* **Short task 1**
Summarize the article on the House v. NCAA settlement in two sentences.
* **Short task 2**
From the article on the House v. NCAA settlement, return the passage starting with "Duke athletics did" and going on through "the main case.".

* Start Quoted passage *

Judge Claudia Wilken has finalized the consequential settlement that will fundamentally change college sports.
More than a year after the two sides in the House v. NCAA case voted to settle, Wilken approved the revised terms Friday evening. Schools will be able to directly pay players from their athletic department budgets for the 2025-26 school year, also known as revenue sharing.
Ever since student-athletes began profiting off their name, image and likeness (NIL) in 2021, the sport has faced a roller coaster of litigation and uncertainty. NIL money has already transformed college sports, and this approval further revolutionizes the relationship between athletes and schools. Athletes can now earn financial benefits for their performance in three ways: scholarships, NIL deals and revenue sharing.
Duke athletics did not immediately respond to The Chronicle’s request for comment on the settlement.
House v. NCAA settlement details
The settlement resolves three antitrust cases against the NCAA. Former Duke football captain DeWayne Carter is one of three plaintiffs in Carter v. NCAA, and former Arizona State swimmer Grant House is the namesake plaintiff in the main case.
The athletes argued that the NCAA, through control of TV markets and NIL, was illegally limiting their true playing value, which they said was more than scholarships and education funding. The NCAA and power conferences — ACC, SEC, Big Ten, Big 12 and Pac 12 — settled with the plaintiffs in May 2024.
The two main parts of the settlement are payments to past players and a framework for paying those of the future. More than 88,000 former student-athletes have filed claims for the back-pay portion of the case, with $2.8 billion from the NCAA and power conferences intended to compensate players from 2016-21 who were not able to profit off of their name, image and likeness.
The second and more consequential part of the settlement, revenue sharing, allows schools to use their athletic department budgets to directly pay players. Currently, schools can only work with collectives, independent booster-funded organizations that raise money from the respective team’s fans and corporations. Collective money pays players, not the schools.
But now that the settlement is officially approved, schools can use up to roughly $20.5 million of their TV revenue, ticket sales and merchandise, among other things, to directly pay student-athletes. That number is equivalent to 22% of the average power conference school’s athletic department revenue. It will also increase over the next 10 years and will likely eclipse $30 million by the 2034-35 season. For Duke’s last reported athletics year of 2023-24, the total revenue figure was $166.8 million, the 28th-highest in the nation.

* End Quoted passage *
* Start Supplied records *

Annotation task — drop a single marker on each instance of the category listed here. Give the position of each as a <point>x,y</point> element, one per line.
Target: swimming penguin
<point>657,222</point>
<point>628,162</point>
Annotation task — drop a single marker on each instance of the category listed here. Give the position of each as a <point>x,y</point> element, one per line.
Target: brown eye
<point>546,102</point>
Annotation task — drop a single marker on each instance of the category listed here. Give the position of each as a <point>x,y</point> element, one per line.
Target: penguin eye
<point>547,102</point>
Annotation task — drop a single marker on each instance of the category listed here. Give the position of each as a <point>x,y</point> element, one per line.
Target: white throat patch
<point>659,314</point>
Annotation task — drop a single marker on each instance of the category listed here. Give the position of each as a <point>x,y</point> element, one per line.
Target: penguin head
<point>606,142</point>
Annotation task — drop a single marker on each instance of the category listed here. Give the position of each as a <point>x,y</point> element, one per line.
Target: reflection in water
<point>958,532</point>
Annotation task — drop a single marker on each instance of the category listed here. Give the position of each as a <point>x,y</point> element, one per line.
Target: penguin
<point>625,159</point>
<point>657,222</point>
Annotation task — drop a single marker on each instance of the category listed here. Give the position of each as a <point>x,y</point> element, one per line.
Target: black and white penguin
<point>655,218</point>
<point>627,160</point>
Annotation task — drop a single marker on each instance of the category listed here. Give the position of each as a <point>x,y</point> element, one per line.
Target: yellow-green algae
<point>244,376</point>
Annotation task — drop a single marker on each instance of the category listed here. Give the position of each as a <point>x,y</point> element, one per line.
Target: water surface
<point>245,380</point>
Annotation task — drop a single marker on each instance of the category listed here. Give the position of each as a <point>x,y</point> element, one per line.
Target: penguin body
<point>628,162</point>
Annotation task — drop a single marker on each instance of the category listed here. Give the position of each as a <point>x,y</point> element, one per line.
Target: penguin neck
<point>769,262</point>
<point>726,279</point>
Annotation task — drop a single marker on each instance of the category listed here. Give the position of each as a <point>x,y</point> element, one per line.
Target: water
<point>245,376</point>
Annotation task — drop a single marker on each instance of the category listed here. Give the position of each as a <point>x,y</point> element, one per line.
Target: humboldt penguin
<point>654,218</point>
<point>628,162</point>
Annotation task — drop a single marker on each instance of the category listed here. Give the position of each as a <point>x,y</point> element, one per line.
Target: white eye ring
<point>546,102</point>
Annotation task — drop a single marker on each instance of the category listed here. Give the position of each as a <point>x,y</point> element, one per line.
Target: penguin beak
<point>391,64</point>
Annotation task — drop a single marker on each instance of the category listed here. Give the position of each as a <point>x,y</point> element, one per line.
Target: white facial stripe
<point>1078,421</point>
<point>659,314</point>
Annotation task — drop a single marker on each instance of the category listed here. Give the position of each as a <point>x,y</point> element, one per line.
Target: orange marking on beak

* End Supplied records *

* **Response 1**
Judge Claudia Wilken approved the revised House v. NCAA settlement, which resolves three antitrust cases against the NCAA and allows schools to directly pay players from their athletic department budgets for the 2025-26 school year. The settlement sets aside $2.8 billion to compensate players from 2016-21 who could not profit off their name, image and likeness, and it lets schools use up to roughly $20.5 million of revenue to pay student-athletes, a figure likely to eclipse $30 million by the 2034-35 season.

* **Response 2**
Duke athletics did not immediately respond to The Chronicle’s request for comment on the settlement.
House v. NCAA settlement details
The settlement resolves three antitrust cases against the NCAA. Former Duke football captain DeWayne Carter is one of three plaintiffs in Carter v. NCAA, and former Arizona State swimmer Grant House is the namesake plaintiff in the main case.